#### [What the exercise asks]
Convert the records below into a JSON list of strings with one string per line, skipping blank lines. Leave out the picture lines.

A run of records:
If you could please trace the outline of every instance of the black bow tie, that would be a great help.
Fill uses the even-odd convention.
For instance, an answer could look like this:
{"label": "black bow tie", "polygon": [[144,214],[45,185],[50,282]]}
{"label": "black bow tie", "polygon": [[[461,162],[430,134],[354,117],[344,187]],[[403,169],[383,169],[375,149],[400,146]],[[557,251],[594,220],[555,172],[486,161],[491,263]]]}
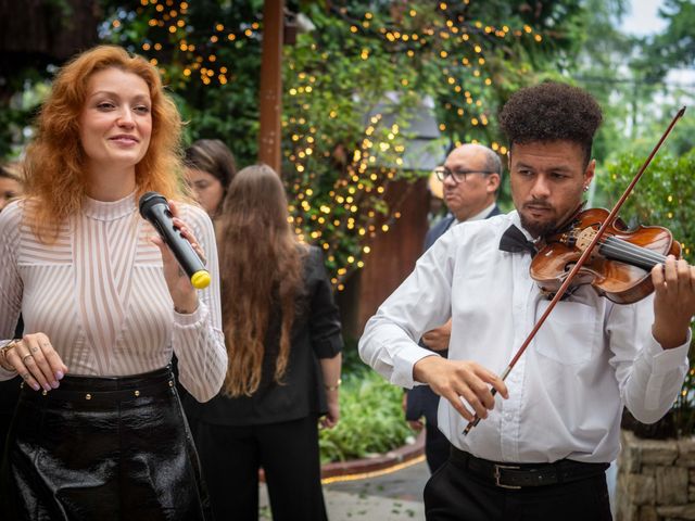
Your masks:
{"label": "black bow tie", "polygon": [[536,254],[535,244],[529,241],[523,232],[515,225],[505,230],[500,239],[500,250],[510,253],[529,252],[533,257]]}

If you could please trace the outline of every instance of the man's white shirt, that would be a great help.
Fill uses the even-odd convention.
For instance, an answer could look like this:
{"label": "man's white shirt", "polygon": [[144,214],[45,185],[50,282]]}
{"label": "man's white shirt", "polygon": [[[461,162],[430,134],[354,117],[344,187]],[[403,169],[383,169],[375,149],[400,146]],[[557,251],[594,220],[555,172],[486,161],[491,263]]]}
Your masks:
{"label": "man's white shirt", "polygon": [[[448,358],[501,374],[549,303],[529,275],[531,256],[498,250],[513,224],[530,239],[517,212],[452,226],[368,321],[362,358],[412,387],[415,363],[439,356],[417,339],[451,317]],[[456,447],[494,461],[611,461],[623,404],[639,420],[656,421],[688,368],[690,333],[665,351],[652,336],[653,321],[652,295],[618,305],[580,287],[557,304],[507,377],[509,398],[497,395],[467,436],[468,422],[441,399],[440,430]]]}

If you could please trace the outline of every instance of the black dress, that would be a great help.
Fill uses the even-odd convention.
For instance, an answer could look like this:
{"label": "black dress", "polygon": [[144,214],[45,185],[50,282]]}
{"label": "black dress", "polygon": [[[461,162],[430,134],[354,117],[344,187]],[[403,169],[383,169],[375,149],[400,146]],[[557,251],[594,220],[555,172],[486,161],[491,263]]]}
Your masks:
{"label": "black dress", "polygon": [[[224,303],[223,303],[224,306]],[[338,308],[320,250],[304,257],[290,355],[282,384],[274,381],[281,314],[270,314],[262,381],[252,396],[187,397],[189,416],[216,519],[256,520],[258,468],[265,472],[274,521],[325,520],[318,452],[326,412],[320,358],[342,350]]]}

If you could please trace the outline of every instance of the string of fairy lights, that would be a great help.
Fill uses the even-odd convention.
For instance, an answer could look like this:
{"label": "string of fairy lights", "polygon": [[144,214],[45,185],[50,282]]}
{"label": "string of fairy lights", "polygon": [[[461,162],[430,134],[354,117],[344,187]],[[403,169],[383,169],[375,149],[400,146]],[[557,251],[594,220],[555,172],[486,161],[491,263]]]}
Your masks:
{"label": "string of fairy lights", "polygon": [[[469,0],[463,0],[459,7],[468,3]],[[193,28],[188,23],[189,8],[186,1],[140,0],[138,14],[149,16],[148,25],[152,28],[149,39],[141,42],[141,50],[154,65],[160,65],[160,60],[166,59],[167,52],[178,52],[185,64],[180,72],[184,78],[191,80],[197,77],[205,86],[225,86],[232,77],[233,64],[223,63],[218,56],[219,49],[257,40],[261,25],[250,22],[230,28],[214,23],[212,27]],[[506,25],[495,27],[480,21],[466,21],[460,14],[455,15],[453,9],[450,15],[451,8],[446,2],[439,2],[435,10],[441,16],[432,18],[435,23],[419,29],[407,27],[413,26],[412,22],[417,22],[418,16],[421,17],[415,8],[406,8],[404,18],[397,26],[378,22],[376,13],[369,11],[359,18],[351,18],[346,8],[337,8],[337,12],[350,24],[350,34],[355,37],[369,38],[376,45],[387,49],[391,47],[393,52],[403,52],[413,60],[422,49],[437,53],[441,60],[441,74],[454,94],[454,102],[447,103],[444,109],[452,118],[459,122],[467,118],[471,127],[485,127],[489,118],[482,93],[493,85],[485,68],[486,45],[492,46],[495,38],[531,37],[538,43],[543,38],[528,25],[511,29]],[[118,30],[127,23],[126,14],[119,13],[111,25]],[[369,46],[364,46],[358,53],[358,58],[365,62],[372,56],[374,51]],[[328,59],[329,55],[323,58]],[[345,278],[353,270],[364,267],[364,256],[370,253],[370,243],[376,236],[388,232],[401,217],[397,203],[392,203],[391,208],[386,209],[382,200],[388,185],[399,176],[397,169],[403,165],[406,139],[397,124],[384,127],[382,116],[375,115],[366,124],[354,150],[343,151],[345,162],[342,174],[327,195],[321,193],[316,188],[318,179],[314,165],[318,161],[331,161],[336,151],[329,148],[331,137],[301,115],[308,112],[319,87],[316,77],[307,71],[293,62],[288,66],[293,77],[286,79],[286,96],[294,111],[291,116],[283,117],[282,126],[287,136],[285,157],[294,168],[291,175],[286,175],[289,179],[288,189],[294,195],[289,207],[290,221],[301,240],[316,243],[326,252],[329,264],[336,266],[331,280],[337,290],[342,291]],[[166,73],[163,67],[161,71]],[[399,82],[401,88],[407,89],[412,79],[403,74]],[[337,106],[328,111],[329,118],[336,119],[341,109]],[[440,123],[439,129],[447,131],[446,123]],[[507,152],[497,142],[489,145],[500,154]],[[393,156],[393,166],[379,164],[378,157],[383,154]],[[344,251],[341,242],[344,234],[357,239],[352,250]]]}

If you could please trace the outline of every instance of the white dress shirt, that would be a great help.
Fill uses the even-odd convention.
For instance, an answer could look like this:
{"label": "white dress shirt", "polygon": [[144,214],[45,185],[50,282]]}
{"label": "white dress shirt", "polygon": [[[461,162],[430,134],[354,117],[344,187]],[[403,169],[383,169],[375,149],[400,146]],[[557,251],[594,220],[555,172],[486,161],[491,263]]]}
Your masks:
{"label": "white dress shirt", "polygon": [[[368,321],[362,358],[393,384],[412,387],[415,363],[439,356],[416,339],[451,317],[448,358],[501,374],[549,303],[529,275],[531,256],[498,250],[511,224],[522,229],[517,212],[443,234]],[[456,447],[494,461],[611,461],[623,405],[643,422],[658,420],[687,371],[690,333],[665,351],[653,321],[653,296],[618,305],[580,287],[557,304],[507,377],[509,398],[497,395],[467,436],[468,422],[441,399],[440,430]]]}

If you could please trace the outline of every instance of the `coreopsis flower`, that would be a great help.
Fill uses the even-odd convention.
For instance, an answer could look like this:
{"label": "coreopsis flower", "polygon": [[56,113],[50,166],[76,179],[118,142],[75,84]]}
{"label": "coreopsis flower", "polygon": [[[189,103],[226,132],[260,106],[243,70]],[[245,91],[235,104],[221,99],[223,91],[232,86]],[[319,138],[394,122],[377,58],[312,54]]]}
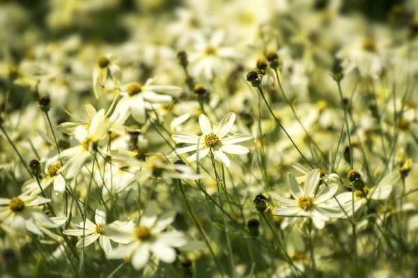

#### [Solution for this exercise]
[
  "If you could please trace the outline of every instance of the black bow tie, that would be a great help.",
  "Fill uses the even-odd convention.",
  "For instance, an answer could look like this:",
  "{\"label\": \"black bow tie\", \"polygon\": [[144,214],[45,185],[50,282]]}",
  "{\"label\": \"black bow tie\", \"polygon\": [[[461,162],[430,134],[354,117],[344,187]],[[403,169],[383,169],[375,149],[400,146]],[[557,251],[594,220],[555,172],[486,161],[491,263]]]}",
  "Your masks:",
  "{\"label\": \"black bow tie\", \"polygon\": [[536,254],[535,244],[529,241],[523,232],[515,225],[505,230],[500,239],[500,250],[510,253],[529,252],[533,257]]}",
  "If you could please trace the outline of every instance of the man's white shirt, that would be a great help.",
  "Fill uses the even-odd convention.",
  "For instance, an answer could look like this:",
  "{\"label\": \"man's white shirt\", \"polygon\": [[144,214],[45,185],[50,282]]}",
  "{\"label\": \"man's white shirt\", \"polygon\": [[[461,162],[430,134],[354,117],[344,187]],[[403,169],[383,169],[375,149],[400,146]],[[557,251],[594,220],[555,172],[486,161],[491,263]]]}",
  "Your masks:",
  "{\"label\": \"man's white shirt\", \"polygon\": [[[448,358],[501,374],[549,303],[529,275],[531,256],[498,250],[513,224],[530,239],[517,212],[452,226],[368,321],[362,358],[412,387],[415,363],[439,356],[417,339],[451,317]],[[456,447],[494,461],[611,461],[623,404],[639,420],[656,421],[688,368],[690,333],[665,351],[652,336],[653,321],[652,295],[618,305],[580,287],[557,304],[507,377],[509,398],[497,395],[467,436],[468,422],[441,399],[440,430]]]}",
  "If you could please trace the outline of every instance of the black dress, that would be a great help.",
  "Fill uses the even-odd convention.",
  "For instance, an answer could look like this:",
  "{\"label\": \"black dress\", \"polygon\": [[144,214],[45,185],[50,282]]}",
  "{\"label\": \"black dress\", \"polygon\": [[[461,162],[430,134],[354,117],[344,187]],[[403,169],[383,169],[375,149],[400,146]],[[557,251],[594,220],[555,172],[486,161],[491,263]]]}",
  "Your masks:",
  "{\"label\": \"black dress\", \"polygon\": [[[224,303],[223,303],[224,306]],[[338,308],[320,250],[304,257],[290,355],[282,384],[274,381],[281,314],[270,314],[262,381],[252,396],[187,397],[189,416],[216,519],[256,520],[258,468],[265,472],[274,521],[325,520],[318,452],[326,412],[320,358],[342,350]]]}",
  "If you could please trace the outline of every instance of the string of fairy lights, that would be a great help.",
  "Fill uses the even-odd convention.",
  "For instance, an answer could look like this:",
  "{\"label\": \"string of fairy lights\", \"polygon\": [[144,214],[45,185],[50,282]]}",
  "{\"label\": \"string of fairy lights\", \"polygon\": [[[461,162],[430,134],[354,117],[344,187]],[[403,169],[383,169],[375,149],[400,146]],[[557,251],[594,220],[555,172],[486,161],[491,263]]]}",
  "Your masks:",
  "{\"label\": \"string of fairy lights\", \"polygon\": [[[469,0],[463,0],[459,7],[468,3]],[[193,28],[188,23],[189,8],[186,1],[140,0],[138,14],[149,16],[148,25],[152,28],[149,39],[141,42],[141,50],[154,65],[160,65],[160,60],[166,59],[167,52],[178,52],[185,64],[180,72],[184,78],[191,80],[197,77],[205,86],[225,86],[232,77],[233,64],[223,63],[218,56],[219,49],[257,40],[261,25],[250,22],[230,28],[214,23],[212,27]],[[506,25],[495,27],[480,21],[466,21],[460,14],[455,15],[453,9],[450,15],[451,8],[446,2],[439,2],[435,10],[441,16],[432,18],[435,23],[419,29],[407,27],[413,26],[412,22],[417,22],[418,16],[421,17],[415,8],[406,8],[404,18],[397,26],[378,22],[376,13],[369,11],[359,18],[351,18],[346,8],[337,8],[337,12],[350,24],[350,34],[355,37],[369,38],[376,45],[387,49],[391,47],[393,52],[403,52],[413,60],[422,49],[437,53],[441,60],[441,74],[454,94],[454,102],[447,103],[444,109],[452,118],[459,122],[467,118],[471,127],[485,127],[489,118],[482,93],[493,85],[485,68],[486,45],[492,46],[495,38],[531,37],[538,43],[543,38],[528,25],[511,29]],[[118,30],[127,23],[126,14],[119,13],[111,25]],[[369,46],[364,46],[358,53],[358,58],[365,62],[372,56],[374,51]],[[328,59],[329,55],[323,58]],[[345,278],[353,270],[364,267],[364,256],[370,253],[370,243],[376,236],[388,232],[401,217],[397,203],[392,203],[391,208],[386,209],[382,200],[388,185],[399,176],[397,169],[403,165],[406,139],[397,124],[384,127],[382,116],[375,115],[366,124],[354,150],[343,151],[345,162],[342,174],[327,195],[321,193],[316,188],[318,179],[314,165],[318,161],[331,161],[336,151],[329,148],[331,137],[301,115],[308,112],[319,87],[316,77],[307,71],[293,62],[288,66],[293,77],[286,79],[286,96],[294,111],[291,116],[283,117],[282,126],[287,136],[285,157],[294,168],[291,175],[286,175],[289,179],[288,189],[294,195],[289,207],[290,221],[301,240],[316,243],[326,252],[329,264],[336,266],[331,280],[337,290],[342,291]],[[166,73],[163,67],[161,71]],[[399,82],[401,88],[407,89],[412,79],[403,74]],[[337,106],[328,111],[329,118],[336,119],[341,109]],[[440,123],[439,129],[447,131],[446,123]],[[507,152],[497,142],[489,145],[500,154]],[[393,156],[393,166],[379,164],[378,157],[383,154]],[[344,251],[341,242],[344,234],[357,239],[352,250]]]}",
  "If you could please trace the outline of every instance of the white dress shirt, that would be a great help.",
  "Fill uses the even-odd convention.",
  "For instance, an answer could look like this:",
  "{\"label\": \"white dress shirt\", \"polygon\": [[144,214],[45,185],[50,282]]}",
  "{\"label\": \"white dress shirt\", \"polygon\": [[[461,162],[430,134],[354,117],[344,187]],[[403,169],[383,169],[375,149],[400,146]],[[557,251],[594,220],[555,172],[486,161],[491,263]]]}",
  "Your masks:",
  "{\"label\": \"white dress shirt\", \"polygon\": [[[368,321],[362,358],[393,384],[412,387],[415,363],[439,356],[416,339],[451,317],[448,358],[501,374],[549,303],[529,275],[531,256],[498,250],[511,224],[522,229],[517,212],[443,234]],[[456,447],[494,461],[611,461],[623,405],[643,422],[658,420],[687,371],[690,333],[665,351],[653,321],[653,296],[618,305],[580,287],[557,304],[507,377],[509,398],[497,395],[467,436],[468,422],[441,399],[440,430]]]}",
  "If you could please trace the outline of every instance of the `coreopsis flower`, that would be a great help.",
  "Fill uses the even-odd convention.",
  "For instance, an answer could look like this:",
  "{\"label\": \"coreopsis flower\", \"polygon\": [[56,113],[50,166],[76,179],[118,142],[75,84]]}",
  "{\"label\": \"coreopsis flower\", \"polygon\": [[[189,103],[226,132],[260,106],[243,70]],[[245,91],[235,104],[221,99],[223,91],[232,86]],[[319,138],[394,122],[377,58],[312,54]]]}"
]